* Prompt: In the account below of a mother with dementia who wandered from home one winter night, what did the police find among her belongings that let them take her home?

* Text provided:
____

One night in  February of 2013 she took a decorative box of these things and walked out the front door into the cold snow, wearing a light jacket and sandals at 12:30am. She walked down the block, across the street and rang a neighbor's doorbell. Had they seen her husband and children that night? she asked. They could see from her appearance and confusion that something was terribly wrong and called the police.

The police in her city are wonderful. They are trained, well trained, to handle people with dementia and their families. They found her within five minutes of arriving at the neighbor's house. Lucky for us her gait was slow and we removed her car from the house months earlier. An officer kept her calm, spoke softly to her while another officer looked through her odd box of belongings. They found an old letter with her address at the top and took her home, called my sister whose phone number was prominently written on a note next to the phone. She however was in California, and told the officer to call me.

I don't remember packing a small bag or the drive to her house.  I just remember crying, parking in the street when I saw the police cars in my mother's driveway, then trying so hard not to cry as I walked through the front door.  I hugged her tight choking back sobs.

Mom didn't know what all the fuss was about, she just went for a walk for crying out loud. These officers were so nice, but there was no need to sit with her.  Aw, why was I crying? She was ok. This one officer was just so good looking, he was her boyfriend. She told me he was flirting with her. But really, she could take care of herself.  There was certainly no need for me to spend the night, but if it made me feel better, sure.  Stay in the bedroom upstairs.

Mom had utterly no idea why anyone was concerned that she had taken a walk or that it was dangerous.

I was beside myself with so many emotions I could barely speak. Shocked that her illness progressed quickly enough that she now wandered. Sad that the woman I knew as my mom was so far away from me that she literally disappeared into the night. Worried for her immediate safety.  So incredibly grateful for the well trained, compassionate, resourceful police who found her. Heartsick about what I had to do next to take care of her, feeling so alone about the decisions coming up in the morning.  Exhausted from the whole journey she and I were on. I felt I was unraveling a bit too.

She could no longer live alone in the house.  My head was heavy with options that were not feasible, my heart even heavier with the only option that made the most immediate sense for her.  I could no longer do this by myself or with the help I strung together. I spent a sleepless night with her, watching her start to make hot chocolate on the stove top only to walk away up the stairs to her bedroom while I turned the burner off.

The next morning, after a doctors appointment to check mom out  we began researching care facilities for her and by March moving her into one. My heart broke with each phone call, each question, each decision I made even as I knew I was doing the right things for her.

So, late winter early Spring is a difficult time for me, and this second one is worse than the first. The seemingly unending gray, cloudy, overcast, snowy days certainly don't help.

I know that time will dull the pain of seeing her slip away from me.  I know that I have plenty of living ahead of me with an incredible husband, a wonderful sister and good friends.

But there are remnants, pieces, left behind, scattered in corners I didn't know existed.  Cold gray days when my first thoughts of the morning are for my mom, knowing she'll have a difficult, confused day. Oh... yeah, no longer an issue.  How odd is it to feel the slightest bit of relief that she's dead and no longer suffering from literally losing her mind? The contradiction is little comfort right now.

After one of those remnant encounters (sometimes there are more of them than I'd like to admit) I focus on pre-Alzheimer's Mom memories, better days and better times of encouragement or guidance, a shared fun moment of laughter to chase away the feeling of being haunted by things I can't forget and she never remembered.

____

* Supplied entries:
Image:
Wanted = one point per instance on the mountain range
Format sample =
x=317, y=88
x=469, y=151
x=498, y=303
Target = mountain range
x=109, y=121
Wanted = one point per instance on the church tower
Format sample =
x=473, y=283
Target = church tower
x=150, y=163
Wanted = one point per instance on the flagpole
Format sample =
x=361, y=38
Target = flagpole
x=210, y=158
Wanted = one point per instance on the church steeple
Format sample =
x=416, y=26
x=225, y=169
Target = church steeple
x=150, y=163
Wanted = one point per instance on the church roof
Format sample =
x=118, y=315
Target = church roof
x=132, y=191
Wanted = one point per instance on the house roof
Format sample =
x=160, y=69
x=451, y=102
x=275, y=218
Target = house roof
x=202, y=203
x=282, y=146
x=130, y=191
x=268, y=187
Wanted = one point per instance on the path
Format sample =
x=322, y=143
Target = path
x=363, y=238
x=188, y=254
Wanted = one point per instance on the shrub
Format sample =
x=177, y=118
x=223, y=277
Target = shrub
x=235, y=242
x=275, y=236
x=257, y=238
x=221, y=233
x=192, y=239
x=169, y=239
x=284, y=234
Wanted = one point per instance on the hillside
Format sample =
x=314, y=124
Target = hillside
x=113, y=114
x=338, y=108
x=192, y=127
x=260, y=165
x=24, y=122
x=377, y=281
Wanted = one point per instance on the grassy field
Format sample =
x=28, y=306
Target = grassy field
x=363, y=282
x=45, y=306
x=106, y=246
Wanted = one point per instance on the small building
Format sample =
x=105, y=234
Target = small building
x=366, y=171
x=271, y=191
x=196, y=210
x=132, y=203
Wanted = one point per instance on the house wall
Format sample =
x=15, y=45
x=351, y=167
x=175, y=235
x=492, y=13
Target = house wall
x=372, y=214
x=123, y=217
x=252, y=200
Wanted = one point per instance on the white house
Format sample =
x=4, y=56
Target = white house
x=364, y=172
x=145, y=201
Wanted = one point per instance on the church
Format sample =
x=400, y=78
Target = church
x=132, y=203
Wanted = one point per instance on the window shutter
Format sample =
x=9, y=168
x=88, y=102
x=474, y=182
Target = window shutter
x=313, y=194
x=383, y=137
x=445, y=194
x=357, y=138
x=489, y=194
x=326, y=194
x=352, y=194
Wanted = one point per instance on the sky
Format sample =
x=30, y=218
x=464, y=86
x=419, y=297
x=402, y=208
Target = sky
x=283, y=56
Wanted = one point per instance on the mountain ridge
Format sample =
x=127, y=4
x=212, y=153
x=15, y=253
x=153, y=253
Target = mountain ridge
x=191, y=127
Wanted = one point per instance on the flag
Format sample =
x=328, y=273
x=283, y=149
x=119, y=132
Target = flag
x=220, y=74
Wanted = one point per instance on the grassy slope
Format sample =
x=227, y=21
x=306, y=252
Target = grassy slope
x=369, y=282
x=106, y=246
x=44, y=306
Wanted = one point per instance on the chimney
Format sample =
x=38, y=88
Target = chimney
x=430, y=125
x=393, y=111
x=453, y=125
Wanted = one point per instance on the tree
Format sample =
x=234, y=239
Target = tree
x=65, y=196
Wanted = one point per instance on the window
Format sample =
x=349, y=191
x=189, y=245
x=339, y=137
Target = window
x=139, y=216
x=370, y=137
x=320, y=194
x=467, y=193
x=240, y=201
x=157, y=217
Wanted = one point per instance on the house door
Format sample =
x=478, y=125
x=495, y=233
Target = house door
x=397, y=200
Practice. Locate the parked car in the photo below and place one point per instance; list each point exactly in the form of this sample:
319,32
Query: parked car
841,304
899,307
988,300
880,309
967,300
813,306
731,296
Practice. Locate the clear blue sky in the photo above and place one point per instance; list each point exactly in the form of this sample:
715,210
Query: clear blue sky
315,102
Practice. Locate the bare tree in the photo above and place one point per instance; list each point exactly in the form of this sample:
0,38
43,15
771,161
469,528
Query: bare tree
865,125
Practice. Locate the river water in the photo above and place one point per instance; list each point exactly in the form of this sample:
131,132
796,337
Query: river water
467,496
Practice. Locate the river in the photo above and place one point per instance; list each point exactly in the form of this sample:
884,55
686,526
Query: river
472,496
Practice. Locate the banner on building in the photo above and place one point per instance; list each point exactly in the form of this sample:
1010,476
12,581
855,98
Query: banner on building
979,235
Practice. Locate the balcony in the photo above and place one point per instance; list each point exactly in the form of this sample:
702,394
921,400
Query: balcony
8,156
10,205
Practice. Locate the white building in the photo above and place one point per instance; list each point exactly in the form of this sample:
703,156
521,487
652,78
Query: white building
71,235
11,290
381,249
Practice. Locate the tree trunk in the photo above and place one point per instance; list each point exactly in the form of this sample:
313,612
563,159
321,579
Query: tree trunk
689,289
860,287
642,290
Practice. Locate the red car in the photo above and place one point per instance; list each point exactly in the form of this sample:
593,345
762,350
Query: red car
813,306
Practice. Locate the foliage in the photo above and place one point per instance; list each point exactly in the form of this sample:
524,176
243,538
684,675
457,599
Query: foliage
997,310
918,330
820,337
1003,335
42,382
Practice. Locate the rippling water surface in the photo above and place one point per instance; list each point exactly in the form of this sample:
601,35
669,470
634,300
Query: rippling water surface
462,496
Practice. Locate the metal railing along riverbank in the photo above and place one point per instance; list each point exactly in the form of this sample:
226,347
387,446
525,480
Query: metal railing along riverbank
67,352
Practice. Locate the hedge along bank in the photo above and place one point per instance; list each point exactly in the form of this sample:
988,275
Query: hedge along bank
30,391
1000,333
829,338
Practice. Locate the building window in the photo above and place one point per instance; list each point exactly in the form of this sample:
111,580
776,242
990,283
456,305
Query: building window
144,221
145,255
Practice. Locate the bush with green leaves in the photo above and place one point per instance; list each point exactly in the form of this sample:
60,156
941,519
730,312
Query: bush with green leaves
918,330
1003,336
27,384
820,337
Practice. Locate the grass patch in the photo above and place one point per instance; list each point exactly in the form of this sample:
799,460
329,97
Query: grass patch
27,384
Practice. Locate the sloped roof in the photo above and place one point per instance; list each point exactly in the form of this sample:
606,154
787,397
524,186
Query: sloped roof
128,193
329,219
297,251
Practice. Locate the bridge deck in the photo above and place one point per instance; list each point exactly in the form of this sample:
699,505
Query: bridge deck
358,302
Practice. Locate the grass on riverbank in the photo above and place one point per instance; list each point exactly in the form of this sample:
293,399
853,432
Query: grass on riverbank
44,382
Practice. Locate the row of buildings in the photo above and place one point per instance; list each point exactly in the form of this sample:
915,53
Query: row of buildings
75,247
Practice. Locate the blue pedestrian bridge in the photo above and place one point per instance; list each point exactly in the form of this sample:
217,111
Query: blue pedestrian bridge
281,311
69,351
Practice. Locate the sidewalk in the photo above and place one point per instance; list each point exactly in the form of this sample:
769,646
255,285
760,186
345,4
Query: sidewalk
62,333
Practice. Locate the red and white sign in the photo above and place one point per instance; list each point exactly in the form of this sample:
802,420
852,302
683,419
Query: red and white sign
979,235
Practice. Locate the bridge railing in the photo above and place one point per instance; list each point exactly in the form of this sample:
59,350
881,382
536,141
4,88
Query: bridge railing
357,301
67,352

____

* Reply to the exercise: An old letter with her address at the top.